SOME FAMOUS BIRD TRAVELERS

SURPRISING as are the travels of the Bobolink there are other birds which make even more wonderful journeys.

When we see how in our own time the Bobo­link has gone West with other pioneers, we can to some extent understand the manner in which it may have learned the way from its summer to its winter home.

But when birds migrate regularly to and from islands which are hundreds or even thousands of miles from the nearest land, we are at a loss to explain how they can have learned to make so long a journey over seas with no place to rest between the ports.


MIGRATION TO THE BERMUDAS

One February when I was sailing to the Lesser Antilles, about midway between the Bermudas and Porto Rico, we passed a beautiful, snowy-plumaged Tropic Bird. The bird was headed northwest toward the Bermudas, was flying rapidly, and seemed to pay no attention to our steamer.

Doubtless he was hurrying to join the hun­dreds of his kind which every year, late in Feb­ruary, go to the Bermudas to rear their young.

Now this little group of islets is about six hundred miles from the most northern of the Bahamas and the same distance from the coasts of South Carolina and Nova Scotia. On every side it is surrounded by water of great depth and there is no reason to believe that there ever was any land nearer to it than those places which I have mentioned.

So the Tropic Birds which every February go to the Bermudas could not have learned the route little by little, as the Bobolinks have crossed the continent. There was no halfway house. The first journey had to be made just as the latest ones are, in one flight.

We cannot believe that the first Tropic Birds to reach the Bermudas deliberately set out like explorers to discover new worlds. Perhaps, like Columbus, they chanced to land upon the Bermudas just as he did in the Bahamas. We may also suppose that, finding plenty of fish to live on and holes in the coral rock to nest in, they stayed, laid their one egg, and raised their downy white chick. When it could join them they returned to the West Indies whence they had come.
◇ ◇ ◇ ◇ ◇ ◇ ◇
:: Task directions ::
Reproduce word for word the stretch of the passage on bird migration that begins with "SURPRISING as are" and ends with "between the ports.".

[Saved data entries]
◇ ◇ ◇ ◇ ◇ ◇ ◇
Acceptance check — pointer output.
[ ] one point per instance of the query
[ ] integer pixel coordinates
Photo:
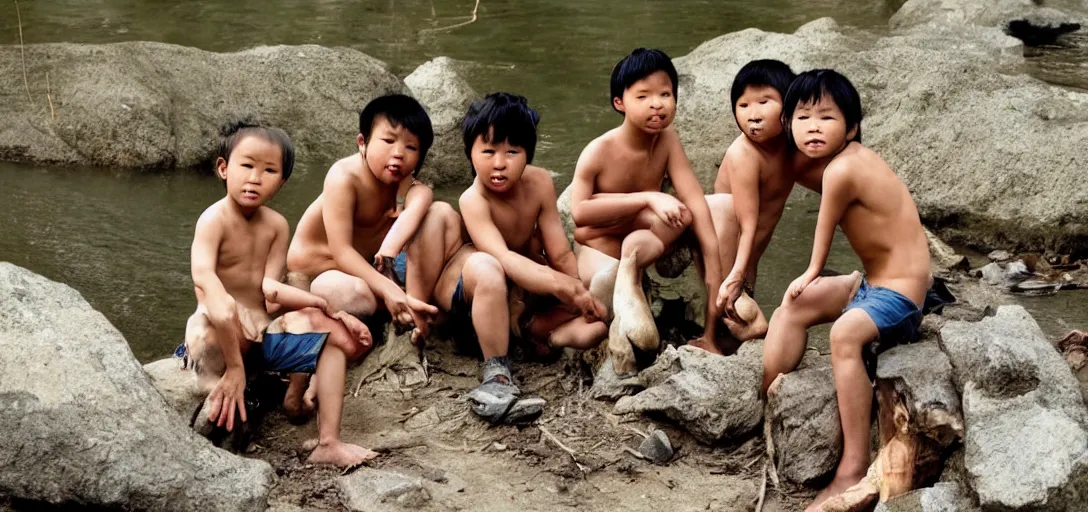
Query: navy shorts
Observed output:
(289, 352)
(897, 317)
◇ ◇ ◇ ◇ ◇ ◇ ◇
:: Solution ::
SURPRISING as are the travels of the Bobolink there are other birds which make even more wonderful journeys.

When we see how in our own time the Bobo­link has gone West with other pioneers, we can to some extent understand the manner in which it may have learned the way from its summer to its winter home.

But when birds migrate regularly to and from islands which are hundreds or even thousands of miles from the nearest land, we are at a loss to explain how they can have learned to make so long a journey over seas with no place to rest between the ports.